## Extracted text
RAG solves this by creating a system that can retrieve relevant information from an external knowledge base and then augment the model's prompt with that information before generating a response.


The RAG Pipeline at a Glance

A RAG system consists of two main components that work in sequence: a Retriever and a Generator.

graph TD
    A[User Query] --> B[Retriever]
    B --> C[Knowledge Base<br/>Vector Database]
    C --> D[Retrieved Context]
    D --> E[Generator LLM]
    A --> E
    E --> F[Grounded Response]

    subgraph "RAG System Flow"
        direction TB
        B
        E
    end

    style B fill:#e3f2fd,stroke:#1976d2
    style E fill:#e8f5e8,stroke:#388e3c
    style F fill:#c8e6c9,stroke:#1B5E20,stroke-width:2px

Why RAG is Essential for Production AI

RAG addresses several critical limitations of standalone LLMs:

  1. Knowledge Freshness: RAG can access real-time information that wasn't available during model training
  2. Private Data Access: Connect your model to proprietary databases, documents, and internal knowledge
  3. Source Attribution: Provide citations and references for generated responses
  4. Reduced Hallucinations: Ground responses in factual, retrievable information
  5. Domain Expertise: Specialize your AI system for specific industries or use cases

The Two-Phase RAG Architecture

Phase 1: Indexing (Offline)

## Prompt 1
Can you rewrite the RAG overview starting with "RAG addresses several" and going on through "1: Indexing (Offline)", replacing "proprietary" with "confidential"?
## Prompt 2
Answer these questions from the RAG overview:
(a) What are the two main components of a RAG system?
(b) In the flow diagram, what does the Generator LLM lead to?
(c) What is Phase 1 of the two-phase architecture?

## The data
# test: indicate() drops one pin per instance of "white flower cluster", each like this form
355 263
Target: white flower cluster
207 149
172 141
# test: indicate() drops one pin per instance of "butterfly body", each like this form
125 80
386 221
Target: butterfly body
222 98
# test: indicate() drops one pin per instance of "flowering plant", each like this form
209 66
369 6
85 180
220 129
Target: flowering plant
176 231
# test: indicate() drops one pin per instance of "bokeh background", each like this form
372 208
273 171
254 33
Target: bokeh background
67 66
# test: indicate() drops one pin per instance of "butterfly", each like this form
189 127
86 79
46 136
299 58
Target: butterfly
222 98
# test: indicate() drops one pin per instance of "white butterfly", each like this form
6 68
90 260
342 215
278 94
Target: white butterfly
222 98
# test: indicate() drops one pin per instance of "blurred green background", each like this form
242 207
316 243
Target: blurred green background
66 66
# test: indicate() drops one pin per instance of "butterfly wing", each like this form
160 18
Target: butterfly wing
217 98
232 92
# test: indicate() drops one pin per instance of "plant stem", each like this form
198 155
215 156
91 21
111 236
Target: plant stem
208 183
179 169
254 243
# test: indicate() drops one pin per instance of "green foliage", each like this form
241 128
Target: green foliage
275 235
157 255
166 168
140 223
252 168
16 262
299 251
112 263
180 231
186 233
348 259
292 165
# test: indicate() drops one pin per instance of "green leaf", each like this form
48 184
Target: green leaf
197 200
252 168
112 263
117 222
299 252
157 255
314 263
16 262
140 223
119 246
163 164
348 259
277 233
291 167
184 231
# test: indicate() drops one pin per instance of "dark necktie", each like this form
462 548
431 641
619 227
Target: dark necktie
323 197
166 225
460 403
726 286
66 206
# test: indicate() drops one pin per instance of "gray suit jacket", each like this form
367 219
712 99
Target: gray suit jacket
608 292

## Answer section 1
RAG addresses several critical limitations of standalone LLMs:

  1. Knowledge Freshness: RAG can access real-time information that wasn't available during model training
  2. Private Data Access: Connect your model to confidential databases, documents, and internal knowledge
  3. Source Attribution: Provide citations and references for generated responses
  4. Reduced Hallucinations: Ground responses in factual, retrievable information
  5. Domain Expertise: Specialize your AI system for specific industries or use cases

The Two-Phase RAG Architecture

Phase 1: Indexing (Offline)

## Answer section 2
(a) A Retriever and a Generator.
(b) A Grounded Response.
(c) Indexing (Offline).